— begin Excerpt —
Hi, list!

I'm on Ubuntu 9.10 x64, Lua 5.1.4. List of installed rocks below.

We're debugging a concurrency bug in our code.

I'm still trying to build a minimal reproducible example, but I've
decided to post this early in case someone get an idea. Some psionic
debugging skills are required to read further. :-)

Info I give here is a bit vague, sorry. But I'm able to reliably
reproduce the bug. So, if any specific details are required, I should
be able to provide them.

1. I have a copas-based server with two commands:

PUT <channel> <data>

If there is client's connection subscribed to this channel (see
below), sends data to that connection immediately and unsubscribes
client.

Otherwise puts data to channel's FIFO queue.

FETCH <channel>

If channel's queue is not empty, gets front message and sends it to client.

Otherwise, subscribes client to the channel (storing its connection).

2. I've got a test case with three clients:

* One PUTs data into a channel (putter), closing and reopening
connection each time.
* Two others FETCH messages (fetchers). Fetchers fetch data from
channels in a loop. Fetchers use single connection without closing it.

After a time, either one of fetchers fails with error that its
connection was unexpectedly closed.

Debugging shows that connection is closed on the following scenario:

1. Fetcher subscribes to a channel, its connection is stored away.
2. After some time, putter sends PUT for the channel and closes the connection.
3. PUT handler detects that channel has subscibers, and sends data to
fetcher via stored connection.
— end Excerpt —
§ Work instructions:
a: In the copas server post, can you restate the paragraph beginning "Info I give here is a bit vague" in a single shorter sentence that keeps its main points?
b: How would the copas server post carry on from its final step about the PUT handler sending data to the fetcher through the stored connection?
The lines that come after the post aren't needed for anything here.
— begin Information provided —
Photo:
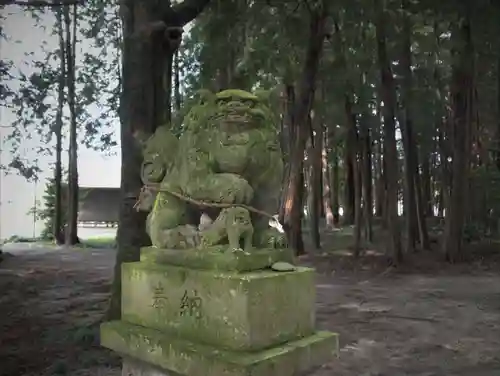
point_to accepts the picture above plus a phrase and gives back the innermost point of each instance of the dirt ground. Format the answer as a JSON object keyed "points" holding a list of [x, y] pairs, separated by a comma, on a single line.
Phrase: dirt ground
{"points": [[440, 321]]}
— end Information provided —
§ Answer list:
a: The details given are vague, but the bug reproduces reliably, so any specific information needed can be supplied.

b:
4. PUT handler detects that connection was closed and exits from coroutine.
5. Copas code detects that coroutine exited and closes the connection.

The problem is that copas closes fetcher's connection instead of putters.

I've added some logging to copas code (attached).

Here is the log (somewhat boiled down):

# Fetcher's connection 0x2248808 goes to wait
XXX AFTER resume co: thread: 0x2243310 skt: tcp{client}: 0x2248808 XXX
# Putter connects with data for the channel
XXX ACCEPTED client: tcp{client}: 0x22d6698 input: tcp{server}:
0x2246758 handler: function: 0x2242a50
XXX BEFORE resume co: thread: 0x21e44c0 skt: tcp{client}: 0x22d6698 XXX
# PUT handler sends data to fetcher
XXX AFTER resume co: thread: 0x21e44c0 skt: tcp{client}: 0x22d6698 XXX
# Send returns
XXX BEFORE resume co: thread: 0x21e44c0 skt: tcp{client}: 0x2248808 XXX
# No more data in connection
[2009-12-14 15:47:55.958395] {28237} [BCO!] failed to read command:
closed tcp{client}: 0x22d6698
# Coroutine closes
XXX AFTER resume co: thread: 0x21e44c0 skt: tcp{client}: 0x2248808 XXX
# Copas closes the wrong connection
XXX closing tcp{client}: 0x2248808 CO thread: 0x21e44c0 OK: true RES:
nil NEW_Q: nil XXX here

Any ideas? May I provide any extra info?

Alexander.

P.S. Sorry, I can't remember if I've modified copas.lua after I've got
the log. Anyway, the meaning is still the same.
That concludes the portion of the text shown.